══ Given passage ══

Why is HELO broken and can it be repaired?

From FreeAllegiance Wiki
Jump to navigationJump to search
The original post this page is based on can be found here
Author's note: The author prefers to use 'flawed' in place of 'broken'. The choice of title was a direct response to the common in-game cry of "Helo is broken!" --Sgt_Baker 15:08, 15 December 2007 (CST)

At 7:27am on September 22nd 2005, Pook began collecting game statistics using ASGS and TAG. The goal was to use a derivative of the Elo system to generate ranks for players and eventually use these ranks as the input data for an automated balancing system. The reasoning behind this effort is relatively easy to digest: Despite everyone's efforts to the contrary the community has a tendency to organize games which are stacked to a lesser or greater extent. This is not to suggest that stacks are always contrived and deliberate. Numerous factors play upon the development of a stack, many of which are a result of natural trends in human behavior combined with the nuances and complexities inherent in Allegiance's (quite wonderful) structure of game play.

At this juncture it is worth noting that Pook and the admin team should not be held responsible for any perceived failure of our ranking systems so far. The subject of ranking is vast and incredibly complex, especially when attempting to rank individual players in a team-based game such as Allegiance. Pook has freely admitted that he has neither the time nor the expertise to embark upon a fully fledged investigation into this field and as such was forced, in good faith, to utilize the best tools available to him to implement a ranking system. Any failure of ranking to date is entirely a result of the improper implementation and poor design of Elo/Helo.


So, what exactly is the problem with Helo?

Allegiance Helo is a system on top of a system on top of a system, with Professor Arpad Elo's (they always seem to have funky names. In fact I'm contemplating renaming AllegSkill... "Bob" is my anti-weird-name-o-mat retort :D) rating system sitting at the bottom of the pile. Elo was developed to statistically measure the relative skill of players of 1 vs 1 competitions and it does so rather well. Since its inception it has been adopted as the principal ranking system by the United States Chess Federation and a number of other sporting bodies. It is important to note, however, that Elo was only ever intended to measure the performance and skill of individuals in competition with other individuals.

═══

Directions:
1 - According to the text about Helo, on what date did Pook begin collecting game statistics using ASGS and TAG?
2 - Continue the text about Helo, picking up right after its final sentence.
The records have no connection to the text about Helo.

══ Stored records ══

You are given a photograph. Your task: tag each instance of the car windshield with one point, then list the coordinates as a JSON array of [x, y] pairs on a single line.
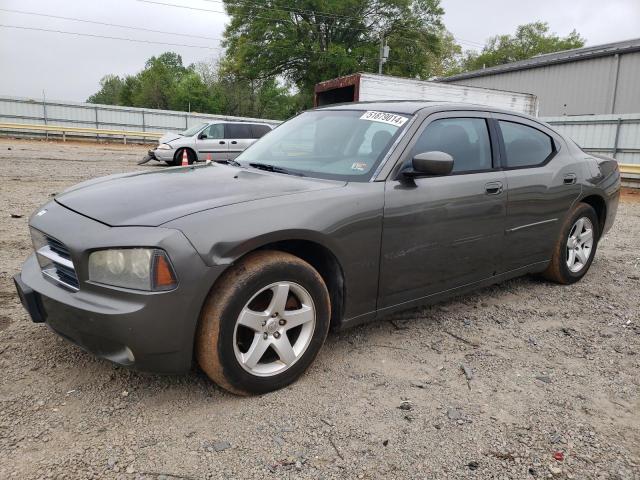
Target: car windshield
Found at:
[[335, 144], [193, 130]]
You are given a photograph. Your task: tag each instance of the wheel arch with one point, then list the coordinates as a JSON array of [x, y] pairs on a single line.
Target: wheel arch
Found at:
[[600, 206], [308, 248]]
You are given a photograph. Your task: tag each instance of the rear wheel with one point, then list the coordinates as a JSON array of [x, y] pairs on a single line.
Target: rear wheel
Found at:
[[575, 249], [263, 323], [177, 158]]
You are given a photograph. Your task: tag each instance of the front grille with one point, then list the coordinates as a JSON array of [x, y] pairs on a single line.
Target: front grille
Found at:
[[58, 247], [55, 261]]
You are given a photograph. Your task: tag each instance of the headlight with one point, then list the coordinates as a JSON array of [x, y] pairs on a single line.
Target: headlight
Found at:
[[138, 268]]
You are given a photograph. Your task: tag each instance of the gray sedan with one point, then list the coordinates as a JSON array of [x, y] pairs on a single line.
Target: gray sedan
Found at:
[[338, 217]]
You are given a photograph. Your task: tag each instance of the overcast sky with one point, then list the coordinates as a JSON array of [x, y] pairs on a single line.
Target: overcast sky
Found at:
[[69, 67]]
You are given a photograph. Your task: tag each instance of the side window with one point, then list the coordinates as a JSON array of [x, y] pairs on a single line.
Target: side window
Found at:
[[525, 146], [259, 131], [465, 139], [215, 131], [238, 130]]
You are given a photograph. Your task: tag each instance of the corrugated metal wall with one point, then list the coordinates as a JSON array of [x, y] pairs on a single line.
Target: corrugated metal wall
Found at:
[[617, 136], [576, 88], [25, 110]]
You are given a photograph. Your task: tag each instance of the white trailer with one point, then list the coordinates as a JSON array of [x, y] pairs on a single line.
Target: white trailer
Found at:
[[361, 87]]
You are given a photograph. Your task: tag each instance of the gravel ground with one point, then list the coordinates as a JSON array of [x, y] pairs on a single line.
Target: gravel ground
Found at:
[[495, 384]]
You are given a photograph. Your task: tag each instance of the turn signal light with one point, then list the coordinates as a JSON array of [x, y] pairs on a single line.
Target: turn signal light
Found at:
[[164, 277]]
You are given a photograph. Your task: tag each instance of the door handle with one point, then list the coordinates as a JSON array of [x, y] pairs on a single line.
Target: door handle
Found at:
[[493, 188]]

═══
══ Stored records ══

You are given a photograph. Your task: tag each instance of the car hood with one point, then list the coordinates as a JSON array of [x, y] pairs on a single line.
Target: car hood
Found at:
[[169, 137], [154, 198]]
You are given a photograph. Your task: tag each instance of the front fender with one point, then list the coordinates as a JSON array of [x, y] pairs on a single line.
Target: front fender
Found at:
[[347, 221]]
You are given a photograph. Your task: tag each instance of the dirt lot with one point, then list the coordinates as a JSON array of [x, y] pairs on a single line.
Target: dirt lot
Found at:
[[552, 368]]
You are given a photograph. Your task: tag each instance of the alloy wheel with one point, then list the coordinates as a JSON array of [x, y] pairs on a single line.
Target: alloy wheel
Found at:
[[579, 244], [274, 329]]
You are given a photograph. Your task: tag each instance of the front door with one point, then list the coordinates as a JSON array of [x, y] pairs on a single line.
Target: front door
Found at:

═══
══ Stored records ══

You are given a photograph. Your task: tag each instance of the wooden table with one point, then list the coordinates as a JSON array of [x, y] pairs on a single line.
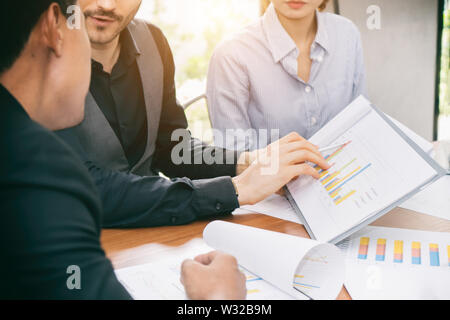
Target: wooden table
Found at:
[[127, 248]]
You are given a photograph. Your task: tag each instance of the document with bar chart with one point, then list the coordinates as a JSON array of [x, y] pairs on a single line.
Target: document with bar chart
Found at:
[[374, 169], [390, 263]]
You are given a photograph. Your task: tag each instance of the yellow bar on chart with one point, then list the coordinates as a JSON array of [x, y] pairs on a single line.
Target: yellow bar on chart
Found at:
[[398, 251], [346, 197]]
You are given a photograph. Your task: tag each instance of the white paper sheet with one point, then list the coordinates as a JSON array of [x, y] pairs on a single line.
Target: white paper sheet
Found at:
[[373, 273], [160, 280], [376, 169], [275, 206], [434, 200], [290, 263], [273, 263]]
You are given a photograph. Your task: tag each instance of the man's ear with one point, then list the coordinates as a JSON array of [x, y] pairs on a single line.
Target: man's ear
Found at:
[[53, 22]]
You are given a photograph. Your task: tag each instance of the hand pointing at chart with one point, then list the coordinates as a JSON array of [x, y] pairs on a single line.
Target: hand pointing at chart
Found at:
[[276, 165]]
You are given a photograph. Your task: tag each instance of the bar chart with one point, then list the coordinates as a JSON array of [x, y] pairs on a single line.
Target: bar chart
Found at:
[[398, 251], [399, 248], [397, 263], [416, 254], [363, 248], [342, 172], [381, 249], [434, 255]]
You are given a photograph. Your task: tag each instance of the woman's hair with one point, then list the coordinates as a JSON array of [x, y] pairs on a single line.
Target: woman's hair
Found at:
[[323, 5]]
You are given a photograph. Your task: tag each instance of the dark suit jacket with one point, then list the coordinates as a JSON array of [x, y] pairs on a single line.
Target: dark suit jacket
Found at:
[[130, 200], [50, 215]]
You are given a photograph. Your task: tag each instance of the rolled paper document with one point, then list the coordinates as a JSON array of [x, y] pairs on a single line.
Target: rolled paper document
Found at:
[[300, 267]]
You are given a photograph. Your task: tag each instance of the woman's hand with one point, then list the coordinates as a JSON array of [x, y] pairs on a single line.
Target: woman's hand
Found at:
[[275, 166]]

═══

Results by task:
1 - September 22nd 2005, at 7:27am.

2 -
Given the obvious popularity of the Elo system it has become the staring point for numerous other ranking systems, the most notable in this context being the ranking system developed for HALO. I'm not entirely certain of the development history behind HALO-Elo, but it is an attempt to address team-based play. This is where things begin to come unstuck. Team play presents numerous problems for the developer of any ranking system, since for any given player one is now attempting to measure the interactions between multiple parties, both those on the opposing team and those on the friendly team. From a mathematical point of view the complexity of this problem increases exponentially as team sizes increase. The number of potential interaction for a 10 vs 10 game is truly astonishing. HALO-Elo's approach to solving this problem is essentially "Just average everything and it'll be fine". This is quite literally the blunt implement approach, and completely ignores practically all the pertinent issues when considering team play.

Allegiance Helo is a derivative of HALO-Elo which attempts to address issues specific to Alleg, such as newbie status and people dropping from games. Again, from a maths point of view, the proverbial instruments used to address these issues generate as many problems as they solve.


From this point forth we'll assume that Elo is a sound ranking system when used in its intended context.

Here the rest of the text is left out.